▶ Fragmento del texto
Un Rey a la altura de los tiempos

Un Rey a la altura de los tiempos

Cuando el 11 de junio de 2014 abordamos en el Congreso de los Diputados el debate sobre la aprobación de la  Ley Orgánica que habría de regular la Abdicación del rey Juan Carlos I, ya señalamos el error cometido al no haber abordado esa regulación en tiempo y forma y no en el último momento, cuando no quedaba otro remedio. Por no abordar con normalidad el desarrollo del Título II de las Constitución en todo lo referente a la Jefatura del Estado –como veníamos reclamando-, nos encontramos con un hecho consumado que nos obligó a aprobar una Ley que formalizara la voluntad de abdicar expresada por el rey Juan Carlos I.

En los más de dos siglos de historia constitucional de España no había sido muy frecuente asistir con normalidad al relevo de la Jefatura del Estado, porque en nuestra maltrecha historia democrática los sobresaltos habían sido, lamentablemente, la moneda de curso. Por eso quiero destacar que aquel debate de hace tan solo cinco años, aquella cita con lo mejor de nuestra Historia -la conquista de la normalidad y estabilidad institucional-, precisamente lo que no habíamos tenido en dos siglos de convulsa vida política, fue resuelto de modo ejemplar. Decía Ortega y Gasset que hay que estar “a la altura de los tiempos”; eso era lo que los españoles esperaban de nosotros y eso fue, precisamente, lo que hicimos.

Aquel Congreso de los Diputados de la X Legislatura fue capaz de superar las trampas dialécticas y políticas de quienes querían aprovechar la oportunidad para discutir sobre la forma del Estado, para preguntarnos si Monarquía o República, cuando la pregunta correcta –entonces y ahora- es Constitución, sí o no. Y la respuesta, hoy, como ayer, es Sí. Porque la democracia real, sustantiva, material, no se puede entender al margen del funcionamiento reglado y normalizado de sus instituciones. No hay democracia fuera del Estado de Derecho y no hay Estado de Derecho sin el respeto a las normas jurídicas. Me dirán ustedes que esto es una obviedad; y tienen razón: es tan obvio que lo triste es tener que recordarlo.

Mejor monarquía de ciudadanos que república etnicista 

Resultó asombroso asistir ya entonces a argumentaciones propias de los parámetros históricos del siglo XIX. Algunos, como Sísifo, parecen querer cargar con la pesada roca de la historia equivocada… Tuvimos que explicar que hoy no tiene ningún sentido plantear el debate república versus monarquía en términos de mayor o menor democracia. La forma del Estado no es tan importante: lo que importa es la calidad del sistema. Esto también es una obviedad, pero resulta evidente que  hay que explicarlo. En el terreno de los ideales políticos podríamos aceptar que es mejor la república que la monarquía, pero lo importante en el terreno práctico es la ciudadanía democrática, no la forma institucional del régimen que la garantiza.  Un republicanismo basado en principios identitarios, etnicistas, teocráticos o totalitarios –todos tenemos ejemplos bien cercanos en nuestra cabeza- es peor para ser ciudadano que una monarquía parlamentaria y democrática.

[Entradas para marcar con cuadros delimitadores]
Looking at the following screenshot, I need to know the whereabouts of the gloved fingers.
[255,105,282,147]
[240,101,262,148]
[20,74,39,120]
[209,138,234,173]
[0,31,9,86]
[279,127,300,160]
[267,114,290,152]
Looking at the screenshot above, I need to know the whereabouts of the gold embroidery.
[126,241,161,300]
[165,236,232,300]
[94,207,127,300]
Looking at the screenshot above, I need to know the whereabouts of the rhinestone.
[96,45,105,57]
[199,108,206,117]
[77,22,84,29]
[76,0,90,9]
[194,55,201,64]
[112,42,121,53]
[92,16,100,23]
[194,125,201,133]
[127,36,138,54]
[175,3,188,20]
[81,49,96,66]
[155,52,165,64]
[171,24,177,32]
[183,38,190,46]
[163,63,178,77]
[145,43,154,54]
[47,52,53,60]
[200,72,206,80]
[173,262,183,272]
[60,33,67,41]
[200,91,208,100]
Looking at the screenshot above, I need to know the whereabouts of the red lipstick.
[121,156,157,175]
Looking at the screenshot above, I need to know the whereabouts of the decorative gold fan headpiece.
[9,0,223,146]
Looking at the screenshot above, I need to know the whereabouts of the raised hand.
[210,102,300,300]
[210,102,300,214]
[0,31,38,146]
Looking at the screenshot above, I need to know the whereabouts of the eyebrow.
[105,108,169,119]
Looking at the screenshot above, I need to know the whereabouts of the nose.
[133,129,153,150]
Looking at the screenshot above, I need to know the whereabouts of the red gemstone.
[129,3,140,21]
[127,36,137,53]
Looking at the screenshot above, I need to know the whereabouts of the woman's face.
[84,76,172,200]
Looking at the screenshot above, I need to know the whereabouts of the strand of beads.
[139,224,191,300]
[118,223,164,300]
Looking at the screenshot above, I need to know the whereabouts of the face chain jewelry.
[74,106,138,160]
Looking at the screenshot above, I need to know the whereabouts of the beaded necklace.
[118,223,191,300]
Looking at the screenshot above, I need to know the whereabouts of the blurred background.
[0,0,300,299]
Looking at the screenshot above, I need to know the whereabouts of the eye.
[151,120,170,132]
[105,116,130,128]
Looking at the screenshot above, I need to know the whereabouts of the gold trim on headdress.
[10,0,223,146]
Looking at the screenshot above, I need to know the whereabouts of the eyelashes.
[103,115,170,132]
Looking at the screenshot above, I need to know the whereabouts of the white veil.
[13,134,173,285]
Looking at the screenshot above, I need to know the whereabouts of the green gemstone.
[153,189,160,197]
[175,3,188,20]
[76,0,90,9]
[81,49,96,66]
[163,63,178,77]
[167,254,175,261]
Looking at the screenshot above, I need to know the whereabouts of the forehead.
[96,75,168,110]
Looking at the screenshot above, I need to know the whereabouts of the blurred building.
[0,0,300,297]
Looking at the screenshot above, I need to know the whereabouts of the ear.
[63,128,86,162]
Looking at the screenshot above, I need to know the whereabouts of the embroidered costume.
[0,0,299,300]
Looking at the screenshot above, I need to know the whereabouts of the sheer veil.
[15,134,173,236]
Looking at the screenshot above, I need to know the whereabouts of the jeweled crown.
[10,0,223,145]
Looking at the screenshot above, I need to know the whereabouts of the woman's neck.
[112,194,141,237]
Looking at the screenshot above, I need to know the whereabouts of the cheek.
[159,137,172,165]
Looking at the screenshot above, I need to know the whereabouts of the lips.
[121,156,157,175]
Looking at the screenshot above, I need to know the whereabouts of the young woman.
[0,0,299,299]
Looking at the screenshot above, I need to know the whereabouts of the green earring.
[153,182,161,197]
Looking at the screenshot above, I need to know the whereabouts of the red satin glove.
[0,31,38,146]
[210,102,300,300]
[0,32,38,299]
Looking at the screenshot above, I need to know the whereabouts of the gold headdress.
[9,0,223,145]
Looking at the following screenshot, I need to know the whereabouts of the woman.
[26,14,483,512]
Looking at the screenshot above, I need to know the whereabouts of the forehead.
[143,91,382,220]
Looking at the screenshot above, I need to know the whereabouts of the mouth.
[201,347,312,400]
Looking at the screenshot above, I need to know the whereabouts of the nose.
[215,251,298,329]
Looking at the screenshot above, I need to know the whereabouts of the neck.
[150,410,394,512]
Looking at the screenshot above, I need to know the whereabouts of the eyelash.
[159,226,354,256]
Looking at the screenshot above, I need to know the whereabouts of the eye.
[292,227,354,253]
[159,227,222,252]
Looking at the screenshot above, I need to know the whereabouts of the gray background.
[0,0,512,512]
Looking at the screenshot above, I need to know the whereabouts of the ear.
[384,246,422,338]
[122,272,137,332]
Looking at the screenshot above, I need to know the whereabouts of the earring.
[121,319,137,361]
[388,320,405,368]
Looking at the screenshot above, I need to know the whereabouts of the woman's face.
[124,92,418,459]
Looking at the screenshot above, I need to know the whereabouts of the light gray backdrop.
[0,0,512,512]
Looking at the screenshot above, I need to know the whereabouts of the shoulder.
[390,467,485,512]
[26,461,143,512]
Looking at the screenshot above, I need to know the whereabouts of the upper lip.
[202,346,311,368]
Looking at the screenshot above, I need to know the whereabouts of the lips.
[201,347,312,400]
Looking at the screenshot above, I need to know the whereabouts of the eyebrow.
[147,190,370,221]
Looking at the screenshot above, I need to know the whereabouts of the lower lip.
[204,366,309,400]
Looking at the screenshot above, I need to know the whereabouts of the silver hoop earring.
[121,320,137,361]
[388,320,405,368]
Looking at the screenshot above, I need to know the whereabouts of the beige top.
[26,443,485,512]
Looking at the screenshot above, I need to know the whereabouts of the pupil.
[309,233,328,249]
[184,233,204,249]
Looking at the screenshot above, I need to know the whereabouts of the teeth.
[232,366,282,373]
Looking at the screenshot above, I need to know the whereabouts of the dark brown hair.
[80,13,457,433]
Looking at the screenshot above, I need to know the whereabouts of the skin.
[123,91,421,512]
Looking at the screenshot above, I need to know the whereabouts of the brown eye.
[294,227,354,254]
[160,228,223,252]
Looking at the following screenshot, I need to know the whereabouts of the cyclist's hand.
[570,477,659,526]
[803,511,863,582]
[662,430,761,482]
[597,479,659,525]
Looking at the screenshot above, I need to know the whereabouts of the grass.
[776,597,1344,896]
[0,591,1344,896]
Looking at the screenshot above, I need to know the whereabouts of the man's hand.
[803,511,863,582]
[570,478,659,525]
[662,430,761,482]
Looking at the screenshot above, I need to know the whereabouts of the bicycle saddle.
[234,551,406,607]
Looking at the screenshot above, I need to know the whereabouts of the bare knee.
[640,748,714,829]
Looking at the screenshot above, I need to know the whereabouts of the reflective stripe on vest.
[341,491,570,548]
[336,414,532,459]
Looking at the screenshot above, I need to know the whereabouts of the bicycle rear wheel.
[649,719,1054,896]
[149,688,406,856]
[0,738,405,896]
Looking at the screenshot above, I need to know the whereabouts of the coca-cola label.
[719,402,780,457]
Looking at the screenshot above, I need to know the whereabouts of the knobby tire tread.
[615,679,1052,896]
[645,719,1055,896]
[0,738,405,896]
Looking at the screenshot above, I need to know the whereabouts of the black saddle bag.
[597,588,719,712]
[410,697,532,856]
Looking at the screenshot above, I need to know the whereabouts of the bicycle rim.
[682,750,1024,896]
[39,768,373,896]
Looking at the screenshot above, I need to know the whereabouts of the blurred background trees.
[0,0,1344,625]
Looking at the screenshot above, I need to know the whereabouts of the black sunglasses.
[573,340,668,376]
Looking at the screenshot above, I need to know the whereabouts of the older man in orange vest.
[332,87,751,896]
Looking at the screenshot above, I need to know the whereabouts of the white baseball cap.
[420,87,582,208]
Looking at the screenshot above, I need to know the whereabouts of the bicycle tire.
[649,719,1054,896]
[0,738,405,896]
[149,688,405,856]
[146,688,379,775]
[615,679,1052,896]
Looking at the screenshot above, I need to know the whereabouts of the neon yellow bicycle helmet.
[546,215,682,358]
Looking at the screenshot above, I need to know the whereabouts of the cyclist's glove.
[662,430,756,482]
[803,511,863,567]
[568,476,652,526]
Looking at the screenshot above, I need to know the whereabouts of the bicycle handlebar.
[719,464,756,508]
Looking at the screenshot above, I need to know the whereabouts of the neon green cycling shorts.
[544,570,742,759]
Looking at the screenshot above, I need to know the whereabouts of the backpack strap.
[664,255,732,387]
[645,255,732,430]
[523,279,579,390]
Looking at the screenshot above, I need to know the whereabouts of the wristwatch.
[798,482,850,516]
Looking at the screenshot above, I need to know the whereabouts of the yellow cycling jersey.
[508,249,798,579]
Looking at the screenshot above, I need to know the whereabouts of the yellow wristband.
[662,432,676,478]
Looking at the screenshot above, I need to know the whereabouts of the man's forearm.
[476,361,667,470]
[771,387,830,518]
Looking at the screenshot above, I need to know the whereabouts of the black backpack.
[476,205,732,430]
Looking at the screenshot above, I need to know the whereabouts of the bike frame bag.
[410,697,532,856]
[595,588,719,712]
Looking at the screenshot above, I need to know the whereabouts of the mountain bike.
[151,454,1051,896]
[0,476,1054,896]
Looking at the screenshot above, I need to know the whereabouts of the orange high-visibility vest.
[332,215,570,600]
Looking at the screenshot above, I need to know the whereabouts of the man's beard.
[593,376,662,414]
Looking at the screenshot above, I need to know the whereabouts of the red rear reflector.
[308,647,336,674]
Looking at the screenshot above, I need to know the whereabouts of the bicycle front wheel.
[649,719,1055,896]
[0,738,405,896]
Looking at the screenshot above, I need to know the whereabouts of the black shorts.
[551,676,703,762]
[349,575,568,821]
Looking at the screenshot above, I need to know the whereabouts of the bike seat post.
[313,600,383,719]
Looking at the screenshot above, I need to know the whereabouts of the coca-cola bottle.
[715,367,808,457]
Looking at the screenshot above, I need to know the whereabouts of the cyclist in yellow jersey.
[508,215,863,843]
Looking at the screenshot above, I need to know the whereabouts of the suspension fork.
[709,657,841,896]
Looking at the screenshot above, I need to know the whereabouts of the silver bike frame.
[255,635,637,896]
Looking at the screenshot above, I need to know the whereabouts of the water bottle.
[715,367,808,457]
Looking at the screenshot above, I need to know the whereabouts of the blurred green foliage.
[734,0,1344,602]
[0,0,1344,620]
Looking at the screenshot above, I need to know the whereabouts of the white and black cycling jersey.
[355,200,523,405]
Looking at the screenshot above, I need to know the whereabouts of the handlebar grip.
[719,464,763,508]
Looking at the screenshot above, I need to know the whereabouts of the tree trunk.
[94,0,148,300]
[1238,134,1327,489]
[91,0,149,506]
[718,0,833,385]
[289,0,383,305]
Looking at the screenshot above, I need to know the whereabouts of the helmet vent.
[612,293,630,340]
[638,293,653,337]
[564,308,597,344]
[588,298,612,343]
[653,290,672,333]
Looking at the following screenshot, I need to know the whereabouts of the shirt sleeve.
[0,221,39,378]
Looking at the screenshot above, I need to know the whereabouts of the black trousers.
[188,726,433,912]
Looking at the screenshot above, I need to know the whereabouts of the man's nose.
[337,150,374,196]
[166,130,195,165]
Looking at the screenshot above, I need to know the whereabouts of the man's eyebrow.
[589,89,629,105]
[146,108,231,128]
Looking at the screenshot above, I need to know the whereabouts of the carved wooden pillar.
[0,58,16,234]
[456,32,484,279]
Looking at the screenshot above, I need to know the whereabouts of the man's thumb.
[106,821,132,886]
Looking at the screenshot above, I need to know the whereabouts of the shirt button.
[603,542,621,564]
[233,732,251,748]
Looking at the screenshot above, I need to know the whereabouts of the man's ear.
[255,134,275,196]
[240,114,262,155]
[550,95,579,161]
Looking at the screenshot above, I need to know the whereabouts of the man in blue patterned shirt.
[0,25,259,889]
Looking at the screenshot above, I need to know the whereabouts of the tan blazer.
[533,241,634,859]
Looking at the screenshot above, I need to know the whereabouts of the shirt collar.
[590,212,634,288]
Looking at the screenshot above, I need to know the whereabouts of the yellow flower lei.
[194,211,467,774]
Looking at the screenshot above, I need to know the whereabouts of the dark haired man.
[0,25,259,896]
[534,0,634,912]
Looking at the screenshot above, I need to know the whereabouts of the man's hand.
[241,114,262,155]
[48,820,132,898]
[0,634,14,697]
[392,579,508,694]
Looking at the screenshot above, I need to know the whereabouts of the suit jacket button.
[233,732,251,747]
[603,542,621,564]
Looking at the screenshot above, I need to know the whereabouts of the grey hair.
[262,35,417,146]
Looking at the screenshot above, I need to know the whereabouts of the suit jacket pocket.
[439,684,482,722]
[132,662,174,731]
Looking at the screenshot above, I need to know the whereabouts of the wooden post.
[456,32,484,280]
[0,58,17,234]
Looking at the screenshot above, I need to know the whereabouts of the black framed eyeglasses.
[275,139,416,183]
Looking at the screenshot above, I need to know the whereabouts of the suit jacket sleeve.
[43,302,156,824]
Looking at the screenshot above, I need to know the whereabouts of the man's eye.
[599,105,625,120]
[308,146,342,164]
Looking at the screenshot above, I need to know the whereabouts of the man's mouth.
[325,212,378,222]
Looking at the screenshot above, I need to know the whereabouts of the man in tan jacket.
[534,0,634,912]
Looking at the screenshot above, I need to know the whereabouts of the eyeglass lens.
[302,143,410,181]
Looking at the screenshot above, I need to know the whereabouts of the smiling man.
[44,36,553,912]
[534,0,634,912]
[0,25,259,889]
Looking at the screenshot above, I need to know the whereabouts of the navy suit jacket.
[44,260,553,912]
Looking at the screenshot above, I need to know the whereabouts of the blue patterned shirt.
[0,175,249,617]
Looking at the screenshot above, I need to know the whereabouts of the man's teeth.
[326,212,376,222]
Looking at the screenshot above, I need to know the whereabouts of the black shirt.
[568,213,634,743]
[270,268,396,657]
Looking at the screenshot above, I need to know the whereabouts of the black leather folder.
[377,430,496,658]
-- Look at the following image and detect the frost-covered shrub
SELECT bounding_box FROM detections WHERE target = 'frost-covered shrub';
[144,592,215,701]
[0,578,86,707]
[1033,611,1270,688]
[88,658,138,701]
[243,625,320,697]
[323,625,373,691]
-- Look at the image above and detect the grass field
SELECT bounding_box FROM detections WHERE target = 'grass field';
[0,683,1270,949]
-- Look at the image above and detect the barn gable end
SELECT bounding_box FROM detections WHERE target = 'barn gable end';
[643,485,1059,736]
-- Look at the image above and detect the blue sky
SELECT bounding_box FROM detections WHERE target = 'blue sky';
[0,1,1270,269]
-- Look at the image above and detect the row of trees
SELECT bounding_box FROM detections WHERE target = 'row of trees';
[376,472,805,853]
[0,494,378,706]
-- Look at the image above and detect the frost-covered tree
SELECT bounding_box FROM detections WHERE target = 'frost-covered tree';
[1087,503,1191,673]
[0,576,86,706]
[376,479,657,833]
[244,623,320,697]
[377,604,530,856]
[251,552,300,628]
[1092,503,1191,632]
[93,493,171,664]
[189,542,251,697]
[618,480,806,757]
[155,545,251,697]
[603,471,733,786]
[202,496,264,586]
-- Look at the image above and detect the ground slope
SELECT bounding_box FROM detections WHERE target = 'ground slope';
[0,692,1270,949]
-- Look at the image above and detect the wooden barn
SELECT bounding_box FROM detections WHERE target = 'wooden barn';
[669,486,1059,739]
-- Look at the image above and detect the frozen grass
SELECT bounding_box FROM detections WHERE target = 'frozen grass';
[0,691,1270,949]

▶ Enunciado escrito 1
Según el texto sobre la abdicación del rey Juan Carlos I, ¿qué día se debatió en el Congreso de los Diputados la ley orgánica que regulaba esa abdicación?
▶ Enunciado escrito 2
Sigue escribiendo el texto sobre la abdicación del rey Juan Carlos I justo después de su última oración.
Las entradas no hacen falta para nada.

▶ Respuesta 1
El 11 de junio de 2014.

▶ Respuesta 2
Hay que negar la mayor a todos esos que hablan de la república como si fuera una garantía de mayor democracia en si misma. ¿Acaso  disfrutan de más derechos democráticos, de mayor y mejor Estado de Bienestar, de mayor y mejor cobertura social, de más y mejores libertades,  los ciudadanos que viven bajo el sistema de la República de Venezuela que los ciudadanos que dependen de la Monarquía de Suecia? Y también hay que decirles a todos ellos que si en España se cambiara la Constitución y se instaurara el republicanismo habría de hacerse con todas sus consecuencias y  para avanzar desde el punto de vista de la igualdad de todos los ciudadanos, es decir, acabando con derechos y privilegios históricos, acabando con los reinos de taifas con poderes prepolíticos y preconstitucionales, estableciendo un laicismo inapelable, la unidad educativa igualitaria del país, etc. Me temo que muchos de los que hoy se proclaman republicanos no compartirían buena parte de esas premisas,  entre otras cosas porque son los mismos que propugnan la fragmentación del Estado de Derecho, posición de lo más antirrepublicana, por cierto.  Por otra parte, no deja de resultar curioso  que los que defienden la existencia de   “pueblos” preconstitucionales y originarios -con su “derecho a decidir” puesto y todo- no se den cuenta que eso es tan arcaico y reaccionario como creer en el derecho de divino de los monarcas.

Normalidad institucional 

Como digo, ya entonces hubo quien pretendió aprovechar la abdicación del Rey Juan Carlos para abrir una crisis constitucional que obligue a replantearse la institución, lo que equivaldría a anular la propia Constitución que la legitima. Son los mismos, por cierto, que han promovido el golpe de Estado en Cataluña, que quieren imponer en toda España ese modelo identitario que ellos practican en las instituciones catalanas que controlan, y que ha provocado la exclusión del espacio público de más de la mitad de los catalanes. La respuesta a tal despropósito, antes y ahora, no puede ser otra que hacer que las instituciones funcionaran con normalidad y con arreglo a la ley, a sus normas y a sus procedimientos.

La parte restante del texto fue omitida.